**SET EXERCISE:** Convert the lines of the listing below, from the line containing "mark: the shoreline, one point per instance" through the end of the listing, into a numbered list that omits any blank lines.

**MATERIAL SUPPLIED:**
= = = =
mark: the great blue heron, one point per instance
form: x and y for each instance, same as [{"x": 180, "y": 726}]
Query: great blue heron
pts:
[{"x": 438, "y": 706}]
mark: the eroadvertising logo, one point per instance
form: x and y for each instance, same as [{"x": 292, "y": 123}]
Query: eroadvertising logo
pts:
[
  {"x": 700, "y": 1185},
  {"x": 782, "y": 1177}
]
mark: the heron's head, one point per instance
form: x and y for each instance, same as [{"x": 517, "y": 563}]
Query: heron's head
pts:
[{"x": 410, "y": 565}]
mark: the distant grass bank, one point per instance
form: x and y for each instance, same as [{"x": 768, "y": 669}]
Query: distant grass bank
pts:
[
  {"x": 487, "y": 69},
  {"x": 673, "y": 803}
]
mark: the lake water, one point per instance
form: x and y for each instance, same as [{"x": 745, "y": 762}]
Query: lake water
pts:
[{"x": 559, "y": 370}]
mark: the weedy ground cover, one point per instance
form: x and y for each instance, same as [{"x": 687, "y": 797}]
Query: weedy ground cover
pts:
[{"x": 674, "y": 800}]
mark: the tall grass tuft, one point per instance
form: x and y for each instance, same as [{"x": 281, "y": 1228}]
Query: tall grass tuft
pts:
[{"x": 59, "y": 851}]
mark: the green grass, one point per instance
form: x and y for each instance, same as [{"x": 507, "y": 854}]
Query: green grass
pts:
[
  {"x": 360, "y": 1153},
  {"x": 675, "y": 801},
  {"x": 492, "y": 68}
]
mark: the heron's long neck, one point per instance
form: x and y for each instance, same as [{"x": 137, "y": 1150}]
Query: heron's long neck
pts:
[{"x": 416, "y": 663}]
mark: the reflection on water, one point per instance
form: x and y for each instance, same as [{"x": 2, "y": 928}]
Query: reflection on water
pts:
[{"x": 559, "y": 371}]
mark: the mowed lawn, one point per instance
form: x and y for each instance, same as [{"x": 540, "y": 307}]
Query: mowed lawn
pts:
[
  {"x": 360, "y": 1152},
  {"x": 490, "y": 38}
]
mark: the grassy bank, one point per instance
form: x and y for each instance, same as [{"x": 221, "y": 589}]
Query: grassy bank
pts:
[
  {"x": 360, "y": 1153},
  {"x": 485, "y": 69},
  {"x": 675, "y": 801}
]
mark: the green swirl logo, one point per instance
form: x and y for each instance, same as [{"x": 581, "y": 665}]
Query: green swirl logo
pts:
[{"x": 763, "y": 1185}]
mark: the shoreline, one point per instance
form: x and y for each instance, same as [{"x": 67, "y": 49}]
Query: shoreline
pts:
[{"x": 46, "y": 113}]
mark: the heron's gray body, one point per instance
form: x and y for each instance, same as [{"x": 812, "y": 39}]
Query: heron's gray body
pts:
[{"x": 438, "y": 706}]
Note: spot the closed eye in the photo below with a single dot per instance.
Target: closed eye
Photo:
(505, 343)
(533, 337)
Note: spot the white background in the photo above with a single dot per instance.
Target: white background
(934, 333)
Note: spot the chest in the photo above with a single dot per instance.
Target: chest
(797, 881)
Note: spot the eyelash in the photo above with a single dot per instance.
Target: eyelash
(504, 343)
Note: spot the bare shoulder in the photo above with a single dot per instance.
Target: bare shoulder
= = = =
**COMPLETED TASK:**
1. mark: the shoreline, one point per instance
2. form: x and y for each instance, same as [{"x": 67, "y": 49}]
3. Query: shoreline
4. pts:
5. [{"x": 46, "y": 113}]
6. mark: the heron's gray body, one point per instance
7. form: x and y for each instance, same as [{"x": 812, "y": 39}]
8. Query: heron's gray body
9. pts:
10. [{"x": 438, "y": 706}]
11. Note: spot the closed eye in the photo below with a single dot per instance.
12. Target: closed eye
13. Photo:
14. (505, 343)
15. (533, 337)
16. Note: spot the white background in the photo above with a single dot per instance.
17. Target: white background
18. (934, 333)
19. Note: spot the chest in the photo above with a single dot per instance.
20. Target: chest
21. (797, 881)
22. Note: spot the eyelash in the photo above with a single dot per instance.
23. Target: eyelash
24. (504, 343)
25. Note: spot the bare shoulder in the photo above with a single dot per instance.
26. Target: bare shoulder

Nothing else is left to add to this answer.